▶ _Work to complete_
Extract the records verbatim, everything from their very beginning down to and including the line that contains "[274,88,371,254]".
━━━ Task inputs
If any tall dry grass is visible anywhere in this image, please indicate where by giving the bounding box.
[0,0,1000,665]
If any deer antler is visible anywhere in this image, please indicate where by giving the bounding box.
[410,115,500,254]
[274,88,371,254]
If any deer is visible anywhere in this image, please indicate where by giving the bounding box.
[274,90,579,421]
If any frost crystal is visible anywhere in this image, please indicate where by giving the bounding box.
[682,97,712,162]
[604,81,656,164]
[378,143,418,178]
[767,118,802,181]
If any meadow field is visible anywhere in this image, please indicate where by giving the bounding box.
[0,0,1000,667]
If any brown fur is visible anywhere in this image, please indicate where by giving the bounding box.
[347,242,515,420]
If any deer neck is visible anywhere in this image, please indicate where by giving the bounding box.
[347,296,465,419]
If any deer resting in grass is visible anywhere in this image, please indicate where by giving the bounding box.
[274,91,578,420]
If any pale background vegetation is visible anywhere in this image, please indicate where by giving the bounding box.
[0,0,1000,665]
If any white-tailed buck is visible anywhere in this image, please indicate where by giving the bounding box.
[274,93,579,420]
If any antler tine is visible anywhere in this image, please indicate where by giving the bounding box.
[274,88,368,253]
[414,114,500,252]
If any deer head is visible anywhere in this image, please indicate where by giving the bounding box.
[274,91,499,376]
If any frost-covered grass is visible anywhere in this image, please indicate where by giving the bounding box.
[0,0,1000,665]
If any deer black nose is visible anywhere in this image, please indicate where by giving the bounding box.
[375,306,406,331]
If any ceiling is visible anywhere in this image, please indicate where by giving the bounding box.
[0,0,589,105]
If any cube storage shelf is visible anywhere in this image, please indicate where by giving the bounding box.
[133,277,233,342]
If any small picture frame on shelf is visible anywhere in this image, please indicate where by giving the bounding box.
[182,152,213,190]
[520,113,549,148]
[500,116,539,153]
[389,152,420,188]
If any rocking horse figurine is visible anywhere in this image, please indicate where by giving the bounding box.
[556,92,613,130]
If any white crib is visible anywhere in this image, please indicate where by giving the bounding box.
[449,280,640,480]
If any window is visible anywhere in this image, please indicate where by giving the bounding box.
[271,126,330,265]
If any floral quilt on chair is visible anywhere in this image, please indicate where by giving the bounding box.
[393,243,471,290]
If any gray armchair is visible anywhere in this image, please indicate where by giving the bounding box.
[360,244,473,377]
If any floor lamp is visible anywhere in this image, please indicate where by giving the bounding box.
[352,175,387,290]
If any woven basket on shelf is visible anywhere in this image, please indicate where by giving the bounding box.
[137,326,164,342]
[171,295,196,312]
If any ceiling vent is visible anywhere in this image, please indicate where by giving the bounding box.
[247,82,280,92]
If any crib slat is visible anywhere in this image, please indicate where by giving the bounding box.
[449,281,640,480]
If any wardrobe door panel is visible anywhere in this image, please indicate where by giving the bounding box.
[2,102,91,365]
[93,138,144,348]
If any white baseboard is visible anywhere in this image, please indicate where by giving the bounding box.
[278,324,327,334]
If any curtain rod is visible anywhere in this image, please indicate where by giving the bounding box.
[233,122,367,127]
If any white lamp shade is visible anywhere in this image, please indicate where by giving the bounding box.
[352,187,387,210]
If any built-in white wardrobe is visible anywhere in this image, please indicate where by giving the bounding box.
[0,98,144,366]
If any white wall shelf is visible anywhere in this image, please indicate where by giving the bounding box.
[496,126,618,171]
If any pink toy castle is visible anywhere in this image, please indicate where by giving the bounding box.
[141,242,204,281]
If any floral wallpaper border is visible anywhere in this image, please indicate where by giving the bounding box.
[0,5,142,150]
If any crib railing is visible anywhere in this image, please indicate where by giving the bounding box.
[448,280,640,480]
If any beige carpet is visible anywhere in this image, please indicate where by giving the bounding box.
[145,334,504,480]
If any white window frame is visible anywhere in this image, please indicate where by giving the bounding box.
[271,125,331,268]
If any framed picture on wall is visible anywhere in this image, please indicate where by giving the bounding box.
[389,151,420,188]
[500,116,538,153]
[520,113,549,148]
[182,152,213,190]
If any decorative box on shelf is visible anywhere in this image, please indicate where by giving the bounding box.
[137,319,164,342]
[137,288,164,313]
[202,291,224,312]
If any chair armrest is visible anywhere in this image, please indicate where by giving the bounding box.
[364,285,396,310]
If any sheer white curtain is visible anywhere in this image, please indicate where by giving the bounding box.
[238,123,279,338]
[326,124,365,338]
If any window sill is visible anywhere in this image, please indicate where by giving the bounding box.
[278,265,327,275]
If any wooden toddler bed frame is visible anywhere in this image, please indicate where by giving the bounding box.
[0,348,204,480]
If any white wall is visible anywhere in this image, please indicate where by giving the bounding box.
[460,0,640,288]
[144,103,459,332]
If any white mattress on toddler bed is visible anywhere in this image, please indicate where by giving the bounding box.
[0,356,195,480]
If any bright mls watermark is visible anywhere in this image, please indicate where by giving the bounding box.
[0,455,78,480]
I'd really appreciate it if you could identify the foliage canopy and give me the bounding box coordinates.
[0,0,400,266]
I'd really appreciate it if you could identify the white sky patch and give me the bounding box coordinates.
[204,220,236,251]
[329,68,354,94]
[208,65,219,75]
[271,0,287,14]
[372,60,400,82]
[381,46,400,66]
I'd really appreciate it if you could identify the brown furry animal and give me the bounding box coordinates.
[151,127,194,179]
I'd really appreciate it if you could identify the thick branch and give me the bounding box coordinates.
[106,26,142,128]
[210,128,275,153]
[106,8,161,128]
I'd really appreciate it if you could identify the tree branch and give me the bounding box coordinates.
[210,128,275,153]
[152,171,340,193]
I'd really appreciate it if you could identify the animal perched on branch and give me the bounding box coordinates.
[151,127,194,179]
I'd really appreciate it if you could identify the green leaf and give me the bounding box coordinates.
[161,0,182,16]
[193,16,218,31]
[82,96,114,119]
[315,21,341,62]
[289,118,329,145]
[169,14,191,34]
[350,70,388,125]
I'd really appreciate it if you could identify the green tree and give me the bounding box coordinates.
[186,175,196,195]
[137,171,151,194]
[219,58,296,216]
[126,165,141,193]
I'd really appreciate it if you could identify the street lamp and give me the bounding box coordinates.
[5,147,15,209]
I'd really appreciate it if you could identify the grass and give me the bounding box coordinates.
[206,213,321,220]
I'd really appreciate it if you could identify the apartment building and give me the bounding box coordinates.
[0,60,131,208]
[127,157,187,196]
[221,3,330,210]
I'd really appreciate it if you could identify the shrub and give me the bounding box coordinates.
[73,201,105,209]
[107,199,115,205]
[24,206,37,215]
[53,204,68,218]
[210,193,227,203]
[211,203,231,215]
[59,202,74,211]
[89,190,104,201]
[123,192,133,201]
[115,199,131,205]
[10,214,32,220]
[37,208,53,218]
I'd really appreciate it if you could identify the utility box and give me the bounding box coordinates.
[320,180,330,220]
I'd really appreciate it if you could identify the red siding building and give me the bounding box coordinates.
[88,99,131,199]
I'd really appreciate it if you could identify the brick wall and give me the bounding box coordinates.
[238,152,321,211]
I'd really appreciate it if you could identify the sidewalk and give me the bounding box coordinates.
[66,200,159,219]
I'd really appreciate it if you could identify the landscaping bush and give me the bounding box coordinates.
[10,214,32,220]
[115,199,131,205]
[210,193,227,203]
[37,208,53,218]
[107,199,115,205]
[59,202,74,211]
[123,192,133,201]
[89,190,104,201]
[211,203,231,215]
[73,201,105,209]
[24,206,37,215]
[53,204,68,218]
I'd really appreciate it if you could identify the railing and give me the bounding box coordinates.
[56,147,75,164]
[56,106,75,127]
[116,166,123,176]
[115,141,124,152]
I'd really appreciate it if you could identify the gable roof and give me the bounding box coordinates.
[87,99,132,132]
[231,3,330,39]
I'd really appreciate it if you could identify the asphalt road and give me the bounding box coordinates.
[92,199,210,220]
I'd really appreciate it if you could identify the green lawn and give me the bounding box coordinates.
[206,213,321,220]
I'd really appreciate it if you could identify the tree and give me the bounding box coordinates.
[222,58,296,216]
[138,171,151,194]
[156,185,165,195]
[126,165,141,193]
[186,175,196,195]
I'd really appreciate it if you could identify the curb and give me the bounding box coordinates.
━━━━━━
▶ _Final result_
If any tall dry grass is visible anywhere in this image, please indicate where by giving the bounding box.
[0,0,1000,665]
If any deer antler is visible anywhere in this image, please indicate where by giving the bounding box.
[410,115,500,254]
[274,88,371,254]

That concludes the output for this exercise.